■ **WRITTEN EXERCISE**
Pick out every line in the entries below that contains the word "stone", and copy each such line in full. Case counts.

(Excerpts from point annotation data)
▬▬▬▬▬▬▬▬▬▬

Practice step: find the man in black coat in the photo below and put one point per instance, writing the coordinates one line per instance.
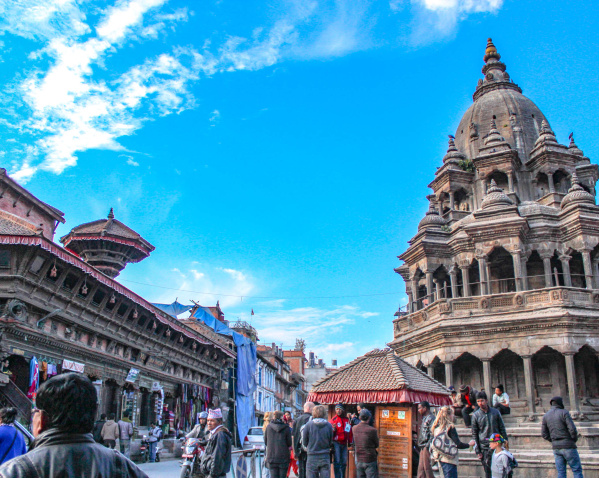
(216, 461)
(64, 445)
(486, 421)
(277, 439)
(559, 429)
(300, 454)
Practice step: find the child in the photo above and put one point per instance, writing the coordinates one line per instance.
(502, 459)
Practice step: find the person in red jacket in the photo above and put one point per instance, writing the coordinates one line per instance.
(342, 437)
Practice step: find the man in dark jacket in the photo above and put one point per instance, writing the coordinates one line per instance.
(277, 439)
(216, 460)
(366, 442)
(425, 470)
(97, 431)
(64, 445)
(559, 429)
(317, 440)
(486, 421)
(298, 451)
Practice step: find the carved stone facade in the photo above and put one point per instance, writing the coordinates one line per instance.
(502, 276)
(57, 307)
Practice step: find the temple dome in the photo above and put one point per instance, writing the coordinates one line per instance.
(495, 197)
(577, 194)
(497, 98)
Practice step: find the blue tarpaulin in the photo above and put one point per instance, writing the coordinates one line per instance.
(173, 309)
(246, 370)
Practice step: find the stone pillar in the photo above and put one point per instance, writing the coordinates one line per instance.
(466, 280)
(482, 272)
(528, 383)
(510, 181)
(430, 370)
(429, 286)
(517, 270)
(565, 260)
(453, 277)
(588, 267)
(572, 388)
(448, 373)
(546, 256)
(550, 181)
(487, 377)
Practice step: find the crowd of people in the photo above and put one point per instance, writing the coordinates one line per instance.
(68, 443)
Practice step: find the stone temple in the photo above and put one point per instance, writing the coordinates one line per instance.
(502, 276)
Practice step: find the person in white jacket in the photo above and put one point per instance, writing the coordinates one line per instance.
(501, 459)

▬▬▬▬▬▬▬▬▬▬

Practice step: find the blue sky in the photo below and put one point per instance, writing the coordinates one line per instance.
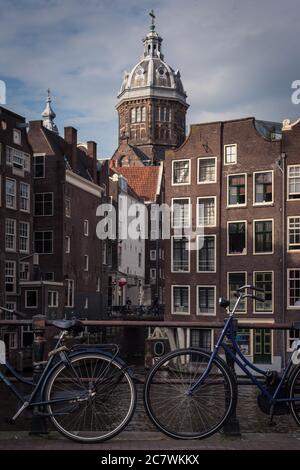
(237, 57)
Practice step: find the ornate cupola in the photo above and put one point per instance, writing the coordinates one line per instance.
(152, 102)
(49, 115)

▬▬▬▬▬▬▬▬▬▬

■ **SOLUTION TO THIS TASK**
Practice step: find the carved stone facade in the photo above and put one point per instance, writing the coordinates one line per instance.
Practice step: find the stone pillar in the photo above and put one point per instance, writing the coordinates one line per instance.
Practice step: find the stone temple in the photo above and put one point per instance, writing the coordinates one line per instance.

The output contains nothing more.